**Parts of the exercise:**
- A) In the tax returns excerpt, what total amount of capital contributions did Mr. Foodman calculate the petitioner made between 2002 and 2011?
- B) Reproduce word for word the passage of the tax returns excerpt from "account petitioner’s interest" to "(continued...)".
## begin Excerpt to read
II. Petitioner’s Tax Returns

       Mr. Foodman prepared petitioner’s income tax returns for tax years 2005

though 2011. Mr. Foodman calculated petitioner’s net operating losses (NOLs)

and petitioner’s total capital contributions to SoBe for years 2002 through 2011

and listed each of petitioner’s individual capital contributions to SoBe in tax years

2006 through 2009. Mr. Foodman calculated that petitioner made a total of

$45,339,138 in capital contributions between 2002 and 2011. Mr. Foodman’s

calculations were based on the Schedules K-1, Partner’s Share of Income,
                                        -9-

[*9] Deductions, Credits, etc., from SoBe for tax years 2002 through 2011,

supplemented by SoBe’s general ledger and bank statements.

      Petitioner reported income from sources besides SoBe, often in the form of

capital gains, interest, and dividends. Most of his other income in 2011 came from

Mistral, a defense contractor with offices in the United States and Israel that

petitioner helped to found. Mistral lost money for several years before becoming

profitable. Petitioner received two payments of $3,375,000 in 2011 in connection

with a settlement with Mistral, one in exchange for petitioner’s consulting services

and the other for petitioner’s stock. The payment for petitioner’s stock was

reported on his 2011 Schedule D, Capital Gains and Losses. The payment for

petitioner’s consulting services was not reported on his 2011 Form 1040, U.S.

Individual Income Tax Return.

      Mr. Foodman calculated petitioner’s income or loss after taking into

account petitioner’s interest and dividend income, net capital gains and losses, and

share of gain or loss reported on the Schedules K-1 from SoBe and other

businesses in which he held an interest. The record includes petitioner’s Forms

1040 for tax years 2005 through 2011.3 For those years, petitioner reported:

      3
       Petitioner did not provide the Court with his Forms 1040 from tax years
2002, 2003, or 2005. Petitioner’s 2007 Form 1040 does not include the amount of
                                                                    (continued...)
## end Excerpt to read
## begin Record list
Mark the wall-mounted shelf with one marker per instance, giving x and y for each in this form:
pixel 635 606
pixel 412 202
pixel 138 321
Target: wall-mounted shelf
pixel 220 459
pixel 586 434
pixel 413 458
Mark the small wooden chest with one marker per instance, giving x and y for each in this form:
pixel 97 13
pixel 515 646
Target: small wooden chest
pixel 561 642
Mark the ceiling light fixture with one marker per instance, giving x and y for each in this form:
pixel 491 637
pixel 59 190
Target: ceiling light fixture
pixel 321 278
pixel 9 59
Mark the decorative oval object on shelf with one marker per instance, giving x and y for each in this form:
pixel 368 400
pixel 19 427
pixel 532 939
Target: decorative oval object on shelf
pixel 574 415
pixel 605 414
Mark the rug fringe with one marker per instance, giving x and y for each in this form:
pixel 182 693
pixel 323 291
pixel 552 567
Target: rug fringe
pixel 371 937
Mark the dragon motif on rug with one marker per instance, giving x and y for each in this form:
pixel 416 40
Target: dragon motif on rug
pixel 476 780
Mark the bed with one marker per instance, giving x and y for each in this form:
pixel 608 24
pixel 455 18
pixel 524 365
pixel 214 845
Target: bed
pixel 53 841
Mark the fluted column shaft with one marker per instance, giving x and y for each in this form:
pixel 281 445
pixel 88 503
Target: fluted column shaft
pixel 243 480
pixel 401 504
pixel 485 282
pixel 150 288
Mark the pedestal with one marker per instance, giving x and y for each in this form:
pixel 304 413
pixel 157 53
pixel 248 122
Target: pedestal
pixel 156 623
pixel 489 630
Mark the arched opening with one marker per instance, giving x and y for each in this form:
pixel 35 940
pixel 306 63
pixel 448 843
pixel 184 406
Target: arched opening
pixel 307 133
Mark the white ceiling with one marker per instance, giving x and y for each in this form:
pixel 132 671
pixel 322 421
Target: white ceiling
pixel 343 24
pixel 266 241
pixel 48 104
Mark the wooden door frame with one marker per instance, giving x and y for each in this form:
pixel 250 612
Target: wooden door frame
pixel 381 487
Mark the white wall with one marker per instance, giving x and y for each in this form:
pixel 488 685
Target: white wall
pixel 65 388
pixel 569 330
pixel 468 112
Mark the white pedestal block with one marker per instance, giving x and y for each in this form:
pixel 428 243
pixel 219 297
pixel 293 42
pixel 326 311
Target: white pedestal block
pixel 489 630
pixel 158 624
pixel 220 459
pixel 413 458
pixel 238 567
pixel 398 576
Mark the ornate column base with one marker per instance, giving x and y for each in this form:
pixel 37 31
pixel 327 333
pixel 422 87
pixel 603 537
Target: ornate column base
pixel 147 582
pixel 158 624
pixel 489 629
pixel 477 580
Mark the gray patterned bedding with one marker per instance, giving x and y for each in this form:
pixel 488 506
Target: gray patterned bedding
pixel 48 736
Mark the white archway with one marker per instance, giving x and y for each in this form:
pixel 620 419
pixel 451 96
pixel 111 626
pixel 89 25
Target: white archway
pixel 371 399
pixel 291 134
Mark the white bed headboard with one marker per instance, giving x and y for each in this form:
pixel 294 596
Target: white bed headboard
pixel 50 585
## end Record list
## begin Record list
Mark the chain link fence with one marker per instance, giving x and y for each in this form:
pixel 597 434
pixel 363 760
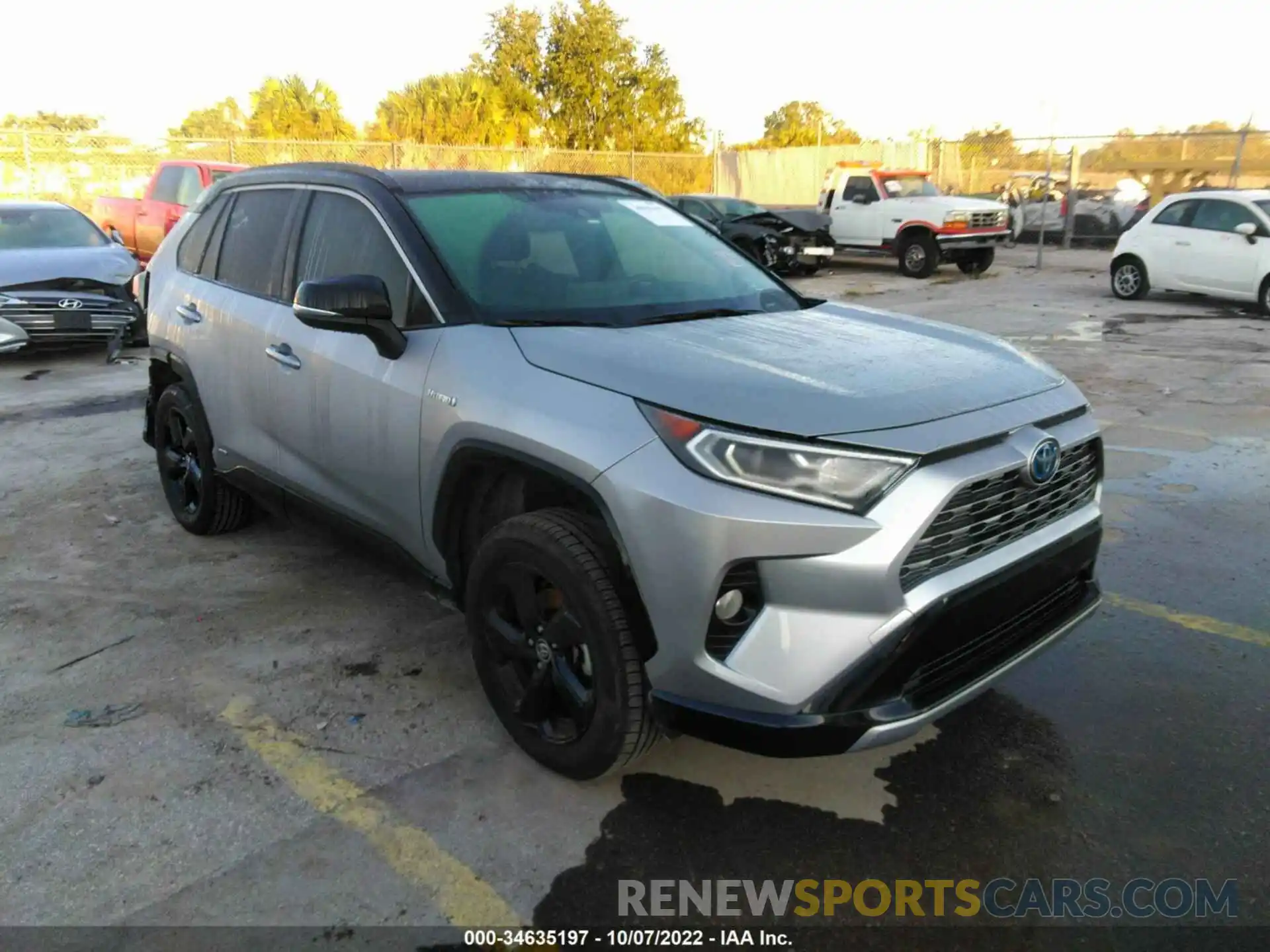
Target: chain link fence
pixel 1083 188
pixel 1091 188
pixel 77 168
## end Record list
## begin Record list
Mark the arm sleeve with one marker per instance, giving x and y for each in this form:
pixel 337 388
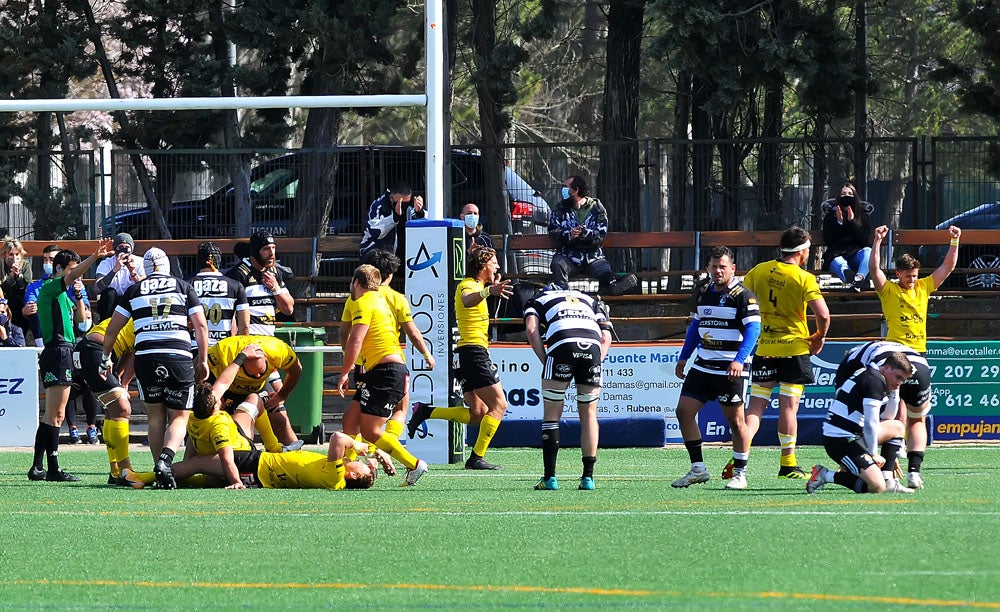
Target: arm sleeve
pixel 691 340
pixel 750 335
## end Record list
**Solutions:**
- A) $45,339,138

- B)
account petitioner’s interest and dividend income, net capital gains and losses, and

share of gain or loss reported on the Schedules K-1 from SoBe and other

businesses in which he held an interest. The record includes petitioner’s Forms

1040 for tax years 2005 through 2011.3 For those years, petitioner reported:

      3
       Petitioner did not provide the Court with his Forms 1040 from tax years
2002, 2003, or 2005. Petitioner’s 2007 Form 1040 does not include the amount of
                                                                    (continued...)